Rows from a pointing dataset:
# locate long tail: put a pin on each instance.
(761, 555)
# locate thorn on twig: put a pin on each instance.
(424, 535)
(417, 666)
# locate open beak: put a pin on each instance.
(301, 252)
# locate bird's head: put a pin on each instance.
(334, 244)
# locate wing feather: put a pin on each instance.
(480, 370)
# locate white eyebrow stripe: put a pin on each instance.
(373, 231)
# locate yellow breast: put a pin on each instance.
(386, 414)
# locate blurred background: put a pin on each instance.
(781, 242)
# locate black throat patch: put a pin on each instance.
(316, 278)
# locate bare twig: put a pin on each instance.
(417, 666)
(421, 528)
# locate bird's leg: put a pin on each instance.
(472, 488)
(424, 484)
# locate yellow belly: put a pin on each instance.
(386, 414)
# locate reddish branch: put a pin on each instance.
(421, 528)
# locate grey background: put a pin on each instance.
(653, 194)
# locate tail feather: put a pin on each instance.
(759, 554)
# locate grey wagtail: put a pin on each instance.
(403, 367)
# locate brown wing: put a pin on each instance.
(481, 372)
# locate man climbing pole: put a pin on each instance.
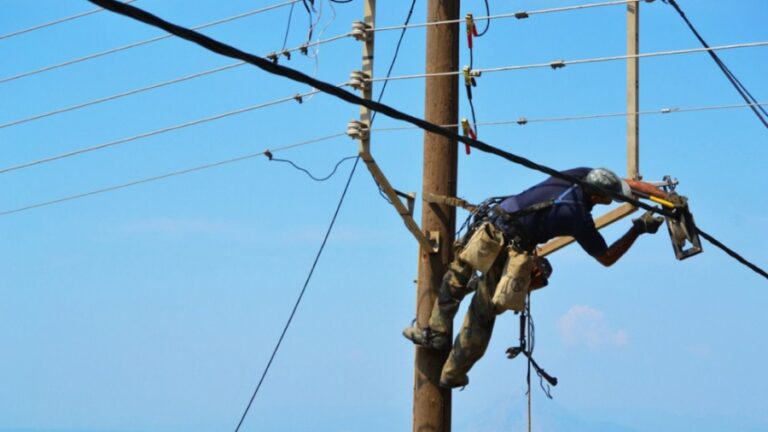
(515, 225)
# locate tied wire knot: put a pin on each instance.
(357, 130)
(360, 31)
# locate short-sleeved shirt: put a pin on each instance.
(571, 215)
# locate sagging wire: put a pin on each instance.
(743, 92)
(269, 155)
(301, 295)
(469, 77)
(54, 22)
(165, 176)
(389, 73)
(294, 75)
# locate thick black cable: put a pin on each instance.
(317, 179)
(295, 75)
(745, 94)
(268, 66)
(732, 254)
(301, 295)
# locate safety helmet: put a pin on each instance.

**Task prompt:**
Reproduce every line of the material above, requests included, shifting each coordinate in the answers up by 41. Omit the pictures from your output.

**Complete response:**
# locate long tail: put a pin on each instance.
(802, 596)
# locate thorn on twig: put a pin on each instance.
(465, 576)
(458, 707)
# locate open beak: put a pin on each instance.
(342, 293)
# locate bird's head: put a pin on each instance.
(375, 285)
# locate wing feather: put a pin on each instance.
(521, 411)
# locate white eyebrow stripe: put a pin on each instance.
(414, 272)
# locate yellow breast: put a pin on each instance.
(427, 455)
# locate blurred background: put a pin on each instance.
(822, 283)
# locate black throat patch: put a pin on each instance.
(357, 319)
# locate bare twig: put a pin on each instance.
(458, 707)
(462, 569)
# locate bird's leg: put a pin on each instance.
(513, 529)
(465, 525)
# locate yellow belly: put a pin on each instance.
(427, 455)
# locate reddish branch: put a pin on each instance.
(462, 569)
# locate grey background: put a pin on each instance.
(694, 235)
# locate tail feather: put a pin on each instance.
(800, 595)
# locate grey wagtail: put a pin on each instance.
(444, 408)
# locate brown wing: put a pin on each instance.
(522, 413)
# locate man climbing pole: put a pin on each instance.
(556, 266)
# locate tied wire knot: put a pin on each instance.
(398, 171)
(401, 72)
# locate short-sleeved shirt: put a pin on each instance.
(612, 256)
# locate sagging wire: put a pin on each instance.
(784, 133)
(310, 196)
(342, 336)
(510, 118)
(95, 63)
(206, 217)
(430, 114)
(335, 116)
# locate thick black cable: put a pin on each instance.
(358, 220)
(336, 116)
(786, 135)
(309, 107)
(773, 295)
(342, 336)
# locate safety helmet: put a pin on each instance.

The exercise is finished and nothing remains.